PROBLEM REQUIREMENTS: Give every line of the data again, exactly.

DATA:
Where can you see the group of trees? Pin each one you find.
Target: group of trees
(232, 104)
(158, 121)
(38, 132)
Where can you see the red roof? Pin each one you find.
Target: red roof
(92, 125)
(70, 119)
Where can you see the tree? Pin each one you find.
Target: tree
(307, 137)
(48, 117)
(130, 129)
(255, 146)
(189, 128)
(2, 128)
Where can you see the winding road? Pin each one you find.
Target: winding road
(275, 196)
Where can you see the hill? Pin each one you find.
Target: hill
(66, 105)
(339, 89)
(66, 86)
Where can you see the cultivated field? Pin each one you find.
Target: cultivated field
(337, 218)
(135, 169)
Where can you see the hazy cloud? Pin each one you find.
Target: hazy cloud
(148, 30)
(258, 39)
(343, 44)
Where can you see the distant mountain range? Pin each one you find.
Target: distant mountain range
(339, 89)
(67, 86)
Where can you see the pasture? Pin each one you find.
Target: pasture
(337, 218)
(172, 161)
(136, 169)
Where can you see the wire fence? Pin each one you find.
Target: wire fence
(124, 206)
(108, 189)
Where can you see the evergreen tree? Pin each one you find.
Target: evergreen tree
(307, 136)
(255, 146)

EXERCISE SOLUTION:
Where can you see the group of trees? Pin each one you find.
Target: group of trees
(232, 104)
(158, 121)
(38, 132)
Where can you see the red roof? Pin each one you find.
Target: red roof
(92, 125)
(70, 119)
Where can you see the tree? Pin each one you find.
Target: tree
(307, 137)
(48, 117)
(130, 129)
(255, 146)
(189, 128)
(2, 128)
Where can you see the winding road? Pin each one you find.
Target: winding road
(275, 196)
Where can you see the hill? Pin each one you find.
Target: hill
(66, 105)
(339, 89)
(66, 86)
Where can you see the cultivated field? Pin each one you find.
Target: cultivated field
(337, 218)
(135, 169)
Where can you see the hazy cloud? Pin each one you find.
Target: hazy cloud
(148, 30)
(258, 39)
(343, 44)
Where can you see the distant mountain range? Pin each one you find.
Target: distant mountain range
(339, 89)
(67, 86)
Where can you see the pasture? Pin each one you find.
Target: pasture
(337, 218)
(172, 161)
(136, 169)
Where can you see the wire fence? Pin each one you find.
Target: wire fence
(124, 206)
(108, 189)
Where can you see the evergreen tree? Pin each one you find.
Target: evergreen tree
(307, 136)
(255, 146)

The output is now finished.